* What this task involves: Should the entries contain pictures, leave them out and return exactly the lines from the first through the line holding "out the cherry".

(Data items)

*-*-*

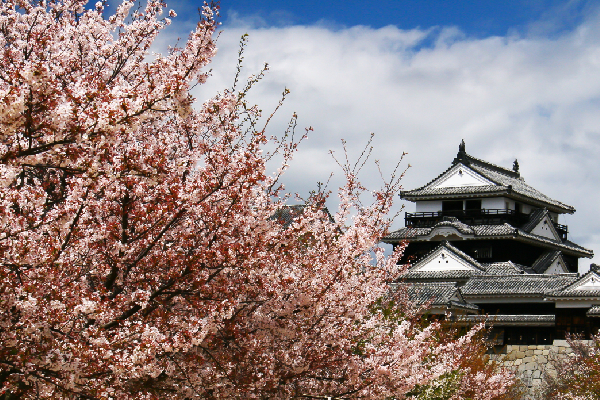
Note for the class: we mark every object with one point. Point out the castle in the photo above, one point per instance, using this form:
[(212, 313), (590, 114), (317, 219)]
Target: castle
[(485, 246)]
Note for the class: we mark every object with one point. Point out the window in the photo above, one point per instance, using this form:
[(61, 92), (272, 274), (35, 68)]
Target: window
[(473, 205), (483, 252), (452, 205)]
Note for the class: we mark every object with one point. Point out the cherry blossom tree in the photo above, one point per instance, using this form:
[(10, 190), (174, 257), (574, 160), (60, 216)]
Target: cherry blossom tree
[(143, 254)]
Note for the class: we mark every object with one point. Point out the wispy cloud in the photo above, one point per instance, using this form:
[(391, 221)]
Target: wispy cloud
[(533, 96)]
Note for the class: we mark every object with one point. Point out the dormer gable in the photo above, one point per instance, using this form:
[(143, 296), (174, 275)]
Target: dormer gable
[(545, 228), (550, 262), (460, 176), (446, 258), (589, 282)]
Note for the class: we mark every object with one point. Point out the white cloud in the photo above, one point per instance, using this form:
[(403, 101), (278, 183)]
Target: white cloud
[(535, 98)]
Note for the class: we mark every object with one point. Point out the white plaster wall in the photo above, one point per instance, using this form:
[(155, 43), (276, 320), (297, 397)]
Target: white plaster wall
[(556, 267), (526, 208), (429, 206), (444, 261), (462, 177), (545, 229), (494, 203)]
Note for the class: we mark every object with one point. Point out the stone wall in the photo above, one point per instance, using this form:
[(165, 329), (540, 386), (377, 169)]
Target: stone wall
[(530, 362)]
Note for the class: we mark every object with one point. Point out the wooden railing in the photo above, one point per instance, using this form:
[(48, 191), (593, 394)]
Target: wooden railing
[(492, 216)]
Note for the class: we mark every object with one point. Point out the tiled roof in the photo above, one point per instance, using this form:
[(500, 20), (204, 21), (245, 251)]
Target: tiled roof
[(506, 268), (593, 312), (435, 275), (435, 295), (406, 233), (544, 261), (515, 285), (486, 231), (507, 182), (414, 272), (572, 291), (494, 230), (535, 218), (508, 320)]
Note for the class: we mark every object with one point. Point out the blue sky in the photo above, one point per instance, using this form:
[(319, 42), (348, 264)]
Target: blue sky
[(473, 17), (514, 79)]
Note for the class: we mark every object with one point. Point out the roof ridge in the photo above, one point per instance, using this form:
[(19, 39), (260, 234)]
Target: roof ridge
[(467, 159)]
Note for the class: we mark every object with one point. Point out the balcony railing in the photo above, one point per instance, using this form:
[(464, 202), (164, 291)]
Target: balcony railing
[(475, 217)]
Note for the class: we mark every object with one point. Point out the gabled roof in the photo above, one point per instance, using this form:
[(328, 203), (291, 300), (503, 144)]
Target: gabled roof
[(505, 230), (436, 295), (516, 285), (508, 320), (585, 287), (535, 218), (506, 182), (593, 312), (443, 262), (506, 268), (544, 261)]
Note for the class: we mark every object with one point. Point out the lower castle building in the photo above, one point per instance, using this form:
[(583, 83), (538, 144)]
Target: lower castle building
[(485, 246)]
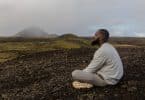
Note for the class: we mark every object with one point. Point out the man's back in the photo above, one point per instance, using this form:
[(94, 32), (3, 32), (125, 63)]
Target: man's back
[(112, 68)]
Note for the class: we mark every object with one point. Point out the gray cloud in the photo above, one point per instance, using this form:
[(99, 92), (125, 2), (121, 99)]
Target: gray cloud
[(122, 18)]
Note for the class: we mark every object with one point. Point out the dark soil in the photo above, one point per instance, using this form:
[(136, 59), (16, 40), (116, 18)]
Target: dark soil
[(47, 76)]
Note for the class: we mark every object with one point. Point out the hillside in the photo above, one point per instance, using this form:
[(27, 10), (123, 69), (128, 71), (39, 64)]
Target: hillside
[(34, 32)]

*-*-*

* Answer:
Note for the class: we mark every object with one point. Point out the castle in the photo above, one point per instance, using this form:
[(212, 313), (590, 114), (317, 219)]
Target: castle
[(485, 246)]
Note for the class: we mark every object with one point. Point out the window in the photo above, one point per instance, using this form:
[(61, 92), (272, 274), (35, 68)]
Target: window
[(473, 205), (483, 252), (452, 205)]
Note for the class: we mark every object with one point. Point out the cherry blossom tree in the photo above, one point per instance, using this form:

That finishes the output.